Kaynak metin:
Sosyalist İşçi 266 (30 Aralık 2006)

 

Sayfa 13 :

Tatil için
KİTAP ve FİLM

Büyümeye Direnenler İçin

Asıl adı Carles L. Dodgson olan Lewis Carroll'un bu eseri 1865 yılında Oxford Üniversitesi'nde matematik hocalığı yaptığı sıralarda yine bu üniversitenin dekanının kızlarına- ki bunların ortancası Alice'tir-Times nehrinde yaptıkları sandal gezintileri sırasında anlattığı masallardan oluşur. Yazar Alice'in isteği üzerine yazıya döküp bir noel armağanı olarak Alice'e ithaf etmiştir.
Can sıkıntısından ve havanın sıcaklığından Alice'in üzerine bir rehavet çöker. Saatine bakıp ''Geç kalacağım.'' diye koşuşturup duran Beyaz Tavşan'ın peşinden tavşan deliğine korkusuzca dalar. Sonsuzmuş gibi gelen bu düşüşün sonunda Alice'nin maceraları da başlar.Bu harikalar ülkesinde birçok tuhaf karakterle ve tuhaf olayla karşılaşır. Üzerinde ''Beni iç!'' yazan tadı karamela, ananas, kirazlı tarta benzeyen bir içecekten içer; üzerinde kuş üzümleriyle ''Beni ye!'' yazan kekten ve bir yanı büyüten diğer yanı küçülten mantardan yer. Bir büyür bir küçülür.
Gülümseyen Kedi, Şapkacı, Düşes, Kral, Kraliçe, Ejder ve daha birçok ilginç karakter gerçekte Alice'in ve yazarın çevresindeki kişilerdir. Bunlardan biri olan Dodo Kuşu, kekeme olan ve yalnızca çocuklarla birlikteyken rahat konuşan yazarımızdır. Dodo, Dodgson'un kekemece söylenişidir.

Toplanan veri kayıtları:
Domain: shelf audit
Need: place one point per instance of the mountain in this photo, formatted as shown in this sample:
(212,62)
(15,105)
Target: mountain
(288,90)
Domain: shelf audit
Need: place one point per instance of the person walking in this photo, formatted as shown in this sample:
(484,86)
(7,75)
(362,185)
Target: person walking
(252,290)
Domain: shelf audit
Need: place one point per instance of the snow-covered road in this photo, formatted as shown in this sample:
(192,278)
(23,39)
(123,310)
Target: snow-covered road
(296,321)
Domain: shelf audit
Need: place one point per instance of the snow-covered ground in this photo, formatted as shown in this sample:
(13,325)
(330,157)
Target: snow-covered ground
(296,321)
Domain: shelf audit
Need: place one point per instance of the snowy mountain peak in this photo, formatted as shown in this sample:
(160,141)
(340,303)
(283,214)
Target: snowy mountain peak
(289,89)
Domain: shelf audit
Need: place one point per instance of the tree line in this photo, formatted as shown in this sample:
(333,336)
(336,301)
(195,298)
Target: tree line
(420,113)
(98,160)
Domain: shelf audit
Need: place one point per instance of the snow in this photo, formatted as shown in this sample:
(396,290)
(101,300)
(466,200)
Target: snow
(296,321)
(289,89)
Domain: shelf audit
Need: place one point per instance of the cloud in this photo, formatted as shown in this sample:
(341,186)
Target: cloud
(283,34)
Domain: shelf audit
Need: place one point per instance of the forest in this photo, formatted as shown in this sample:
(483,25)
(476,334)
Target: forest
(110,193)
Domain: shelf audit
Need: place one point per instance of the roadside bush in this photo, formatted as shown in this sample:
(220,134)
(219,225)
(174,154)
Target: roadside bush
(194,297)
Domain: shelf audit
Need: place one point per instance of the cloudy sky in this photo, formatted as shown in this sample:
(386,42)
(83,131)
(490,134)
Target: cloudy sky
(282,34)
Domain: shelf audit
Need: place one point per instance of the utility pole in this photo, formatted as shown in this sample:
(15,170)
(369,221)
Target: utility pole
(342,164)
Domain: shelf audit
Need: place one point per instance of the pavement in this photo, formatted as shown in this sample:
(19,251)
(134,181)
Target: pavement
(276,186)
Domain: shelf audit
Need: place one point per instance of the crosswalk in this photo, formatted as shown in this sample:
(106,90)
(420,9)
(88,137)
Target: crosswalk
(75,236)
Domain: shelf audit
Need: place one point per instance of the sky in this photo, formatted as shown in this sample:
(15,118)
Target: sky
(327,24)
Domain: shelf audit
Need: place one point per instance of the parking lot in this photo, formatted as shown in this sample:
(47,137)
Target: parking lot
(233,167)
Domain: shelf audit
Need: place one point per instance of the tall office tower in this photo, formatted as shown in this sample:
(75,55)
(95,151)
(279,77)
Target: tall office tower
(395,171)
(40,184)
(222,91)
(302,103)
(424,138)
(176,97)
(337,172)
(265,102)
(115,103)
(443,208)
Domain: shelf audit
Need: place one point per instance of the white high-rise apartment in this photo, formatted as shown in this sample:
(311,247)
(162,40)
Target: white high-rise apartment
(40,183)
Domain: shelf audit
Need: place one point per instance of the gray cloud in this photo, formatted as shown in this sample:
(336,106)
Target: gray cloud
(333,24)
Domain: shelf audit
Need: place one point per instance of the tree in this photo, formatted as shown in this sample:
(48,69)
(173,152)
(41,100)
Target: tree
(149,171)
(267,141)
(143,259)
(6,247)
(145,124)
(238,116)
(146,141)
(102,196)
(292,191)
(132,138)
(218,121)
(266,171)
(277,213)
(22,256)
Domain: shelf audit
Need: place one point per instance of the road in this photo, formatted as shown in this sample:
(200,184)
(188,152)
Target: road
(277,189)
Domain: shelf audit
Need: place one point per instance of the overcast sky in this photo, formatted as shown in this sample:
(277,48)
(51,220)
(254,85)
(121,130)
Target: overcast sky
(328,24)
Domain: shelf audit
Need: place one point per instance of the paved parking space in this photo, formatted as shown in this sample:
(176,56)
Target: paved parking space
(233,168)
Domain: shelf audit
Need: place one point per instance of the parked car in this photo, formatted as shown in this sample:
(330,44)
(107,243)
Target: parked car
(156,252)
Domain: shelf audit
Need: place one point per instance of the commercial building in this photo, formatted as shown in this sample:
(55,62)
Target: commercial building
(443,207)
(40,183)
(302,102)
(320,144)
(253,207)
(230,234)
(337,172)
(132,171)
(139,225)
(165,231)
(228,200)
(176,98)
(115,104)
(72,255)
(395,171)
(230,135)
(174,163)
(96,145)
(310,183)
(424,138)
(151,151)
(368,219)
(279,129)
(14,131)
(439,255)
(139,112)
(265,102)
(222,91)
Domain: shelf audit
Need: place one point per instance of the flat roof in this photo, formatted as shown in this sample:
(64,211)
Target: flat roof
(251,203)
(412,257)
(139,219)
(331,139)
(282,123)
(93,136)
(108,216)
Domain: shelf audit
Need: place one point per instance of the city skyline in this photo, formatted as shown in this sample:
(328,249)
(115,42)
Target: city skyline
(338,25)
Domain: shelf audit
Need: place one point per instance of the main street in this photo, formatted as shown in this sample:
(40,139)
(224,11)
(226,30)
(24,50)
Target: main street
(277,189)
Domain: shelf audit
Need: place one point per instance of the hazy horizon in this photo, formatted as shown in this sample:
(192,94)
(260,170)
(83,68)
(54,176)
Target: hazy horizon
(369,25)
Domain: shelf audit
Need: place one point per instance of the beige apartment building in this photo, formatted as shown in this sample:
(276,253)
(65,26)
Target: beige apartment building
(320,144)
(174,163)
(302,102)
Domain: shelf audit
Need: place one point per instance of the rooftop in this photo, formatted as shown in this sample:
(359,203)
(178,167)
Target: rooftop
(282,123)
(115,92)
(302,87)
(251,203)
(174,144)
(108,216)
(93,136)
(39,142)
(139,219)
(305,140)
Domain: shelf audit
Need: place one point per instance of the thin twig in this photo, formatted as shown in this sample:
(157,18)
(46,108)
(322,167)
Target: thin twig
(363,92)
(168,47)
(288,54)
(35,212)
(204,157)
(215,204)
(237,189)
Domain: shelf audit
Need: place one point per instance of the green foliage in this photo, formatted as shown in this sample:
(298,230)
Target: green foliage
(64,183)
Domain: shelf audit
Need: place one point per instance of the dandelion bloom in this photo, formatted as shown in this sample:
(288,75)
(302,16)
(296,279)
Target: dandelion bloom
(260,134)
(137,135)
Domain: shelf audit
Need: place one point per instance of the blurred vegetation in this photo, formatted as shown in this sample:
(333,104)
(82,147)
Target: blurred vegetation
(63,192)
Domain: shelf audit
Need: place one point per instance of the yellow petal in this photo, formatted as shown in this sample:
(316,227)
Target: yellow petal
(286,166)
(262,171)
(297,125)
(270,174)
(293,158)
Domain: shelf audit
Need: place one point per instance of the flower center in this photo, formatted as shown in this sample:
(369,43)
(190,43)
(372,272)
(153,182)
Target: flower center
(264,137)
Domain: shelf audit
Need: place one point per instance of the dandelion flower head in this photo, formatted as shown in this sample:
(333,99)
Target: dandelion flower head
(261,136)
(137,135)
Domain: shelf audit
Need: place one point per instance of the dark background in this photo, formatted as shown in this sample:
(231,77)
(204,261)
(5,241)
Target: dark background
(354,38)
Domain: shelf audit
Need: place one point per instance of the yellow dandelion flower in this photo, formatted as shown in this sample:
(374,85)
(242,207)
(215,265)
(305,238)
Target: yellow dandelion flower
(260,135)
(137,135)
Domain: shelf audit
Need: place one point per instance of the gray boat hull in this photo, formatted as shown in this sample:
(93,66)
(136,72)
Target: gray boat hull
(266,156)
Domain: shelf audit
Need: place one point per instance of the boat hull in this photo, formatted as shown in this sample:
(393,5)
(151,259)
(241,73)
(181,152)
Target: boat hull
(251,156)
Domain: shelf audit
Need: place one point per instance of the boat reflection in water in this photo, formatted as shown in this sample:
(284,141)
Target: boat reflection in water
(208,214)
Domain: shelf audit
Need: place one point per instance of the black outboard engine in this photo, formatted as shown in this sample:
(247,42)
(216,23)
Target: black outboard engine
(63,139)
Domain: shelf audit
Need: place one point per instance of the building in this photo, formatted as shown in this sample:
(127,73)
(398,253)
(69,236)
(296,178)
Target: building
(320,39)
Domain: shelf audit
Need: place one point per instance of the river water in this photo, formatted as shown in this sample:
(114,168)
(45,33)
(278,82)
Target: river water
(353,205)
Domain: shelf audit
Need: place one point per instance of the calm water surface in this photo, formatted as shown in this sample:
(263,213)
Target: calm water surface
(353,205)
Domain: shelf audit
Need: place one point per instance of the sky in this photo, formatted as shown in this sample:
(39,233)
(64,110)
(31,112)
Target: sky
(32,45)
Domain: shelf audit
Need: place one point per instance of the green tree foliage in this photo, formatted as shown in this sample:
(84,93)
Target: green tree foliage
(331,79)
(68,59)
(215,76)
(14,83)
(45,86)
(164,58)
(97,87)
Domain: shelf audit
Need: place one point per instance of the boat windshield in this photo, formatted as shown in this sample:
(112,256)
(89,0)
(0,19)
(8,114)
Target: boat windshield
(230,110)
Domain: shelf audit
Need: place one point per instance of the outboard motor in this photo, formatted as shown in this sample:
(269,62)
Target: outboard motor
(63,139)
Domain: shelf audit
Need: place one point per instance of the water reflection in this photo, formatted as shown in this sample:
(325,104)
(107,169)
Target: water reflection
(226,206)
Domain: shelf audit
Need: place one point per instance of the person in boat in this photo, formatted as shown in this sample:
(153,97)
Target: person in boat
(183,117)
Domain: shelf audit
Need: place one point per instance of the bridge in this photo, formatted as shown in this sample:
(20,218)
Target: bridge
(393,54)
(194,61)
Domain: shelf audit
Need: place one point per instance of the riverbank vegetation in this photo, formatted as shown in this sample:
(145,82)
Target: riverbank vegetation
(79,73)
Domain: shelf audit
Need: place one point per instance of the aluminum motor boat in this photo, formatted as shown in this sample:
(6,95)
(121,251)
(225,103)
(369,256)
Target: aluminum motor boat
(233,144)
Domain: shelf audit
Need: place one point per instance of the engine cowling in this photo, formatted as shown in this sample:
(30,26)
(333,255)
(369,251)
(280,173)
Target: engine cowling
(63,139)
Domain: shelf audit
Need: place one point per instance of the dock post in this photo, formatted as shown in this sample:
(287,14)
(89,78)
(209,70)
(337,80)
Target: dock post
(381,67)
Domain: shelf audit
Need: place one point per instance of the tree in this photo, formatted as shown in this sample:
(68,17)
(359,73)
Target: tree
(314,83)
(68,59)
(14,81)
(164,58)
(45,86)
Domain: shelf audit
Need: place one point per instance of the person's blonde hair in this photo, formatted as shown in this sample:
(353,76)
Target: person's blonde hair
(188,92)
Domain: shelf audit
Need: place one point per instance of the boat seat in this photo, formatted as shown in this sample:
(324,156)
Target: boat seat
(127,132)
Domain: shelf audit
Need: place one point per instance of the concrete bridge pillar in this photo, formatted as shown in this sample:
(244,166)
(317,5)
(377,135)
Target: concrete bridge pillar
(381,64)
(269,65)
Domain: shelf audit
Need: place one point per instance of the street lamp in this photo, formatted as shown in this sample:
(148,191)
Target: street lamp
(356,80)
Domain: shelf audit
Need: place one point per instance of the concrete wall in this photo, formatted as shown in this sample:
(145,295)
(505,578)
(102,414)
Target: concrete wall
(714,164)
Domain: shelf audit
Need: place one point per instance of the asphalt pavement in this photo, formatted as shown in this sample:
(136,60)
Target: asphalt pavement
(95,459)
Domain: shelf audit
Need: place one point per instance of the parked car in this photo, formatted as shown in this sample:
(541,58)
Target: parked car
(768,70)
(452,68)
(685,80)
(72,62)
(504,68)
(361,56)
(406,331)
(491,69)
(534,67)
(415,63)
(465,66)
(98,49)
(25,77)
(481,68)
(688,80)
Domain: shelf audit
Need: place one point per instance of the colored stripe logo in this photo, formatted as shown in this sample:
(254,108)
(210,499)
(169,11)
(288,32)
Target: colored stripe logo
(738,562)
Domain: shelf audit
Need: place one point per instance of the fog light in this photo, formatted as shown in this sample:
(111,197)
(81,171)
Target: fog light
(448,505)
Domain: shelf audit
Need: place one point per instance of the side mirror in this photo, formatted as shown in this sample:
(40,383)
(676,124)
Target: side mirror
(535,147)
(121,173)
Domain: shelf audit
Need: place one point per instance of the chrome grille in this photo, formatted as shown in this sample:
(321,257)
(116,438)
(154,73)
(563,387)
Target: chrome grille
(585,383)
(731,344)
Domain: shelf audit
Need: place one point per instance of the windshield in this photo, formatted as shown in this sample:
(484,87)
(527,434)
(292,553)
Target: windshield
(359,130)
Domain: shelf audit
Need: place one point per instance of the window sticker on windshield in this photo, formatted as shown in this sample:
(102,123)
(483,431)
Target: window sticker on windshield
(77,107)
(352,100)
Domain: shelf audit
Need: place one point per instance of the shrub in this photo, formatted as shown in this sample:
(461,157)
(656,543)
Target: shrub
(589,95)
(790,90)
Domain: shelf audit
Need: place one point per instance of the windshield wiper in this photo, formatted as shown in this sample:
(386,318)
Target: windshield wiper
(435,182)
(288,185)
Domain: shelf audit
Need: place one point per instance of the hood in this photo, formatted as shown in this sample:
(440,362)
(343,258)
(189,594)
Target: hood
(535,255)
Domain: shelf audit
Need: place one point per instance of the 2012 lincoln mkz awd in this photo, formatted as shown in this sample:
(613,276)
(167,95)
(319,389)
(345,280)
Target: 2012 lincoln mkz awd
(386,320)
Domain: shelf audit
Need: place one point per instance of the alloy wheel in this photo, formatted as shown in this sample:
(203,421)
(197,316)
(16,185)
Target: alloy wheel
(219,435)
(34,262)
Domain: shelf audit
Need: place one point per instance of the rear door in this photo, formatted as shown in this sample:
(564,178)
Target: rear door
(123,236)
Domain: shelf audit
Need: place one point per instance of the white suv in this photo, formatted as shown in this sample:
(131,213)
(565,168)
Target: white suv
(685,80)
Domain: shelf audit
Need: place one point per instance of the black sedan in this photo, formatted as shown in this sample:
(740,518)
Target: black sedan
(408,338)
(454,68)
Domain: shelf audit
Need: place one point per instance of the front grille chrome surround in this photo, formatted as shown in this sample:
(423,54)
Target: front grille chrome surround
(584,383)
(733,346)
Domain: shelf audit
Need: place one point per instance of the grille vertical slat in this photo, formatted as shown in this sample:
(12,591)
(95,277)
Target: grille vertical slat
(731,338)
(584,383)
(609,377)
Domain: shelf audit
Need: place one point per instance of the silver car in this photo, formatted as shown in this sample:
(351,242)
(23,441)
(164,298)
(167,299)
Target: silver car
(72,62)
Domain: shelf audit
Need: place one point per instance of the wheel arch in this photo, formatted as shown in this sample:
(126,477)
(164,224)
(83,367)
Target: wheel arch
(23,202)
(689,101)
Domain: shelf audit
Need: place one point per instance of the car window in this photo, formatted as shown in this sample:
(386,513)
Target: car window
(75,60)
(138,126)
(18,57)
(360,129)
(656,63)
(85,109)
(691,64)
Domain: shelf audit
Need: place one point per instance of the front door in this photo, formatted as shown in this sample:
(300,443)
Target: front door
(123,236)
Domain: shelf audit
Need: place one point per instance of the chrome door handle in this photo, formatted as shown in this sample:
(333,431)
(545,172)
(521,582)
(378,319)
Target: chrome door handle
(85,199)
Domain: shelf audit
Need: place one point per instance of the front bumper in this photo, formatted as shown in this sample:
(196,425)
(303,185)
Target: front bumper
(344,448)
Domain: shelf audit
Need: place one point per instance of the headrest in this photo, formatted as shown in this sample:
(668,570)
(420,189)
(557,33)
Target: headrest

Yazılı yönerge:
Yukarıdaki, Lewis Carroll'un Alice'in maceralarını anlatan eserini tanıtan yazıyı son cümlesinden sonra sürdürün.

Çözülmüş problem:
Aynı zamanda tiyatro,fotoğrafçılık, felsefe, mantık gibi birçok alana ilgi duyan, Carroll bu kitapta da sık sık mantık ve matematik oyunlarına başvurur. Kendi kendine konuşmayı seven, kendi kendine oyun oynarken yine hile yaptığında yine kendisini cezalandıran bu zeki ve tuhaf kızın serüven boyunca karşılaştığı karakterlerle yaptığı diyaloglar da kendisi kadar ilginçtir. Örneğin Alice'in Gülümseyen Kedi'yle ve Nargile İçen Tırtıl'la ya da Kral'ın celladıyla arasında geçen, sözcük oyunlarıyla süslenmiş konuşmalar, kitabın en ilgi çekici kısımlarını oluşturur.
Hepimiz Matrix'i izlemişizdir. Neo da aynı Alice gibi Beyaz Tavşan'ı izler, aynanın içinden geçer ve bir delikten aşağı düşer. Bunun gibi sayısız yerde karşılaştığımız, sayısız yerde alıntısına rastladığımız bu yeni yıl hediyesini bir kez daha hatırlayıp Alice'in ardından bu büyülü dünyaya dalalım, Alice'le beraber bir büyüyüp bir küçülelim. Yanında Alice'li şarkılar- bunlardan biri Jefferson Airplain'in White Rabbit'i -dinleyelim.
Ebru Gökçe

Alice Harikalar Diyarında, Lewis Carroll, Bordo Siyah Yayınları, 159 sayfa. Çevirmen: Gürol Koca


Büyüklere Masallar
"Küçük Prens", Saint Exupery'nin çocuklar için yazdığı ama onlardan çok biz büyüklere hitap edebilecek olan bu kitapta, bir çocuğun gözünden büyüklerin dünyası ve bir yaşam felsefesi anlatılıyor.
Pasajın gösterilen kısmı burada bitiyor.